Please return every line in the following data that includes the string "below".

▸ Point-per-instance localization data
Segment Open

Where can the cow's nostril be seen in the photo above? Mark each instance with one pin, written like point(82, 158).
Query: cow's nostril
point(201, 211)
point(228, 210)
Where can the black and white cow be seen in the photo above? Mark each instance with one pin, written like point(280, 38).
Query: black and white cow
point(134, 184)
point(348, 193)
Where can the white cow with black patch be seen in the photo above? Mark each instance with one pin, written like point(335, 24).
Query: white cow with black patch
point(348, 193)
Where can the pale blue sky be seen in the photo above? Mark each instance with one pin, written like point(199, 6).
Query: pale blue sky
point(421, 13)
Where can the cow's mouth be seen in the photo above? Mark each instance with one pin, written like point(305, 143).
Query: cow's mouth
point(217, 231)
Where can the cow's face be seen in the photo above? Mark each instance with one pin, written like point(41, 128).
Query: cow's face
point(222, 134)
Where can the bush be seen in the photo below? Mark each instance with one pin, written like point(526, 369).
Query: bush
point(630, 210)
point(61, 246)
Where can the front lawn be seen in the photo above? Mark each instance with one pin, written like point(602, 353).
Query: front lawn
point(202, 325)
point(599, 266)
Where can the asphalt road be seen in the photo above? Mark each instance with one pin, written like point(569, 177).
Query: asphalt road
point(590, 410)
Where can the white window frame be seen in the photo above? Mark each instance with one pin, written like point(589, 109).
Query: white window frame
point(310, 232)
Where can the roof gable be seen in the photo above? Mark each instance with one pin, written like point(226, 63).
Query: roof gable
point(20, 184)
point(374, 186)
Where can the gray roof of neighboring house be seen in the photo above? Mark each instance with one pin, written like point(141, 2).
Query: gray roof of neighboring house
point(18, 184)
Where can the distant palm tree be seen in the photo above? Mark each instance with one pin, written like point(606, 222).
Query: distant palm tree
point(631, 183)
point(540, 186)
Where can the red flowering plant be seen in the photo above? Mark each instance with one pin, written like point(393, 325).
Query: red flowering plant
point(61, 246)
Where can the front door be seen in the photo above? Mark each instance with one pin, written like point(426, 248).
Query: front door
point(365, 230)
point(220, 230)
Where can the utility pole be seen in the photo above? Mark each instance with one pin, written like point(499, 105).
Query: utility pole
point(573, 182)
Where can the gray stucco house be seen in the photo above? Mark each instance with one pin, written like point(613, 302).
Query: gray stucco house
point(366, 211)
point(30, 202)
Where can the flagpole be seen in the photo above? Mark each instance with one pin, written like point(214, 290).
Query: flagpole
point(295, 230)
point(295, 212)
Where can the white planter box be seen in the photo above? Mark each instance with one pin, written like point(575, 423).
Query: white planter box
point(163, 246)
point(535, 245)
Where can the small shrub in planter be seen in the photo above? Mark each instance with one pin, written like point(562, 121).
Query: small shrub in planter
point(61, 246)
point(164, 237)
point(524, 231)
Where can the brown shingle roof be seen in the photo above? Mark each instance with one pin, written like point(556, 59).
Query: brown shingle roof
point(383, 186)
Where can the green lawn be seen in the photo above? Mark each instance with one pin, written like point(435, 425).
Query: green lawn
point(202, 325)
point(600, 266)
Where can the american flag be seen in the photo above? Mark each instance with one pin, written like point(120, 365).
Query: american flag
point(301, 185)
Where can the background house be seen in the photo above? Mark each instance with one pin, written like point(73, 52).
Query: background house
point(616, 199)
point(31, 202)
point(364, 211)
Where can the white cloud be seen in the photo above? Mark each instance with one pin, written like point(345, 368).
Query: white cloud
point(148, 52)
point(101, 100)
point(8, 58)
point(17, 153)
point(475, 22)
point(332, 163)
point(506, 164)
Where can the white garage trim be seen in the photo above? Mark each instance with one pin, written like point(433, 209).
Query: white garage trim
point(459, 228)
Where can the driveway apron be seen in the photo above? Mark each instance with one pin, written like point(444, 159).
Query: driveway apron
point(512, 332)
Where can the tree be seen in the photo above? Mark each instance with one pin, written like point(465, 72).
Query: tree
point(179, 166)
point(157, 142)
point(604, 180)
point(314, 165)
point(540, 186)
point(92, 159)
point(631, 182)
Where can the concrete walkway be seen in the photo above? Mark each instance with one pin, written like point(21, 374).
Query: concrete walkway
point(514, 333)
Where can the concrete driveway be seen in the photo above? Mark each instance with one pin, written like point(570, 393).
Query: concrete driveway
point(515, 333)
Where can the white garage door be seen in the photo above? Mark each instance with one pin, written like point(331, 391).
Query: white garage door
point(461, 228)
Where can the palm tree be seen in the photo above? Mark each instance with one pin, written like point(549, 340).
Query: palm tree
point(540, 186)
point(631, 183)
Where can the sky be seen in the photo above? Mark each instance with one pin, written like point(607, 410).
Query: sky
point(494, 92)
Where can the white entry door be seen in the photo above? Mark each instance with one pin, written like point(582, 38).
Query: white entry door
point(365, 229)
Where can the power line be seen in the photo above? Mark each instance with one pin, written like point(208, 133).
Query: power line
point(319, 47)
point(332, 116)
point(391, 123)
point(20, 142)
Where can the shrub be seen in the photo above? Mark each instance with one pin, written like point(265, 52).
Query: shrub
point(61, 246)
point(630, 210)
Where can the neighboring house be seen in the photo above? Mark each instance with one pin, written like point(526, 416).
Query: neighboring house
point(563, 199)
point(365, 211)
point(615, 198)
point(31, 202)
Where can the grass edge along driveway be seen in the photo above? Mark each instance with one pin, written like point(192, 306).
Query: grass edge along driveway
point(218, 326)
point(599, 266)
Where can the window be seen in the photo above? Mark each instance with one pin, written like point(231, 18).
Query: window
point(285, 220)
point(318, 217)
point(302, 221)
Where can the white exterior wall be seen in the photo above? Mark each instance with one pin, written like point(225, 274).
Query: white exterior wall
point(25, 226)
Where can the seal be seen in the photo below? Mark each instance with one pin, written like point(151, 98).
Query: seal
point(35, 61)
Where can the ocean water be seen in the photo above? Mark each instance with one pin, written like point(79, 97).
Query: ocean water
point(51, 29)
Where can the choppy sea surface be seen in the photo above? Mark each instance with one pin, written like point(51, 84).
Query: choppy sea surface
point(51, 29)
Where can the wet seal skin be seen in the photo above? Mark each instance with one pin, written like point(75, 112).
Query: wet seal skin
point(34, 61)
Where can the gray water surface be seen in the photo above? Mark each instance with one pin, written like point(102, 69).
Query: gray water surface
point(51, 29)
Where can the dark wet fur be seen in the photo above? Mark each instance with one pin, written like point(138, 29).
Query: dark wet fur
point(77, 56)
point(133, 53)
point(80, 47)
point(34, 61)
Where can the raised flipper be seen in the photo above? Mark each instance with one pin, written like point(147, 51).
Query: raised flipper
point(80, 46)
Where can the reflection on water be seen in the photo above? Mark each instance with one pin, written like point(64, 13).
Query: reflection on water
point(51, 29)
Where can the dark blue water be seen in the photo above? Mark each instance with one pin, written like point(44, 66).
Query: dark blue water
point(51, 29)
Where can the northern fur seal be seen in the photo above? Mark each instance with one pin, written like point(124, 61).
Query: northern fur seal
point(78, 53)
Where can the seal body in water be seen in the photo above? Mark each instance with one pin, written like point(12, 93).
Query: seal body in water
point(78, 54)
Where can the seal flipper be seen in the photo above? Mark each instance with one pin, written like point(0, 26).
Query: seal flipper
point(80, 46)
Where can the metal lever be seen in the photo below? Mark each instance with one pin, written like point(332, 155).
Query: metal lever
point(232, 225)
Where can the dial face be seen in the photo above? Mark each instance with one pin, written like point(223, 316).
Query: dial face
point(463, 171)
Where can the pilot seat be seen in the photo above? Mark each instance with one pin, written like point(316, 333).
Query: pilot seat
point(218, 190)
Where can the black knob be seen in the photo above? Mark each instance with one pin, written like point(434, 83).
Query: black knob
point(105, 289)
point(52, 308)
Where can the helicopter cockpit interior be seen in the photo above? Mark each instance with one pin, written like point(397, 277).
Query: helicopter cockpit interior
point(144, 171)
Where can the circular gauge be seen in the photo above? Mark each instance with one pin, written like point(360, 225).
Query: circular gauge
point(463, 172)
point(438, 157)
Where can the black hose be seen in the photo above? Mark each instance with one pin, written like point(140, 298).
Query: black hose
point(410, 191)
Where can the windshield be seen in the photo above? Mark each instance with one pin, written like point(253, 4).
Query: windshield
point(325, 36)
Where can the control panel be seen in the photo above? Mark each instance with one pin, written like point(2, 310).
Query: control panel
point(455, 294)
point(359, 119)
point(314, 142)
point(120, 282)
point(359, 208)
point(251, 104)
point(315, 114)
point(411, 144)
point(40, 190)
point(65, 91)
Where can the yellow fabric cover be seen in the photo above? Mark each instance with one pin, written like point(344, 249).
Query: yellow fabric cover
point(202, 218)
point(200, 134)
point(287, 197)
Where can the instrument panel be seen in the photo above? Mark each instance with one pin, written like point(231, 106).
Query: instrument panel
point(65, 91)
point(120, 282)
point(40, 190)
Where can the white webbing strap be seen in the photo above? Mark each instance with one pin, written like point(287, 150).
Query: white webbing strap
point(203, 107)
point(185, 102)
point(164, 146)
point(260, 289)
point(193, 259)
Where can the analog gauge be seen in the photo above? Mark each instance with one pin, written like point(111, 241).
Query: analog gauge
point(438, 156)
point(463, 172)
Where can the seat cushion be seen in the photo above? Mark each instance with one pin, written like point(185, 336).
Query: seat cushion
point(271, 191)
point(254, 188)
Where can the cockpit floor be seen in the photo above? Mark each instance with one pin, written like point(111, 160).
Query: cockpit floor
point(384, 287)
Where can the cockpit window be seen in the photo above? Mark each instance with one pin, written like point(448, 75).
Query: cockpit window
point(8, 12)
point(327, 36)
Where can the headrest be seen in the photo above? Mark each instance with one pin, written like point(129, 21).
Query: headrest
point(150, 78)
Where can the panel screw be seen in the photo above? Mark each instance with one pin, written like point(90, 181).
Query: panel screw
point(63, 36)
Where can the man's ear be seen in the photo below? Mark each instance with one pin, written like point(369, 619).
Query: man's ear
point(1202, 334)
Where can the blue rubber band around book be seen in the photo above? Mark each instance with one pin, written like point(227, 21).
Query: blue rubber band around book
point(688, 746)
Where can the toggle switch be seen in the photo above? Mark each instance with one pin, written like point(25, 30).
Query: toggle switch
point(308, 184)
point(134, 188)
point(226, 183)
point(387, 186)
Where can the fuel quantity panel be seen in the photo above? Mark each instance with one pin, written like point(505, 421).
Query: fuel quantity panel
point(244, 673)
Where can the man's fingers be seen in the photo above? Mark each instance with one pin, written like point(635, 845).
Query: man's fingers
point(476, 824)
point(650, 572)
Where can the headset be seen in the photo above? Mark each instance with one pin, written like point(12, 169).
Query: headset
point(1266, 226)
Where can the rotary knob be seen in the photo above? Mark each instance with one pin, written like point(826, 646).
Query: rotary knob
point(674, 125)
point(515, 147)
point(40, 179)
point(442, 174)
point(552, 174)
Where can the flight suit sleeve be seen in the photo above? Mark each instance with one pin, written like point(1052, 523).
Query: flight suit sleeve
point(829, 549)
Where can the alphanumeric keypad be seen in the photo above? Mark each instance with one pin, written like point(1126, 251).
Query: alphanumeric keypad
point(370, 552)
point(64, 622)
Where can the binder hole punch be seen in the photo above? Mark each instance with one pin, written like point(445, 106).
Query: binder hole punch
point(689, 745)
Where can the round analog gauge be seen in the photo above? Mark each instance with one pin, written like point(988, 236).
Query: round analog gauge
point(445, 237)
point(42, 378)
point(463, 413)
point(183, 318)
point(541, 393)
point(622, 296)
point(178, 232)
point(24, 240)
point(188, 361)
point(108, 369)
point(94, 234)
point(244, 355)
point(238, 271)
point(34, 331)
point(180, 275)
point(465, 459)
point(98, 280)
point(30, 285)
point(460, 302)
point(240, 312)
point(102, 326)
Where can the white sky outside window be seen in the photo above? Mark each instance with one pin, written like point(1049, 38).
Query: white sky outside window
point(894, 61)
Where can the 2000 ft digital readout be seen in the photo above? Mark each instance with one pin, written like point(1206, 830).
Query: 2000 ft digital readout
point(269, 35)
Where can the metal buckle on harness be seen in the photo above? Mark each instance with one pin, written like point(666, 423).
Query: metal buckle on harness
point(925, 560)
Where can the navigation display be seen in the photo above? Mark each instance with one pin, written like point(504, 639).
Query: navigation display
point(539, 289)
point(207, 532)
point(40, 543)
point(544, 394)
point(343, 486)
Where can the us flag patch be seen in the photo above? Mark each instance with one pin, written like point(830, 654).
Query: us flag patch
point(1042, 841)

Segment Closed

▸ Your response
Where can the bush be seen in the photo below? Mark each instance with one pin, written like point(526, 369).
Where can the seal be seen in the photo below? Mark each instance with one pin, written like point(151, 98).
Where can the metal lever be seen in the photo below? Mark each instance with one pin, written like point(332, 155).
Where can the man's ear be seen in the photo below? Mark each instance with one pin, written like point(369, 619).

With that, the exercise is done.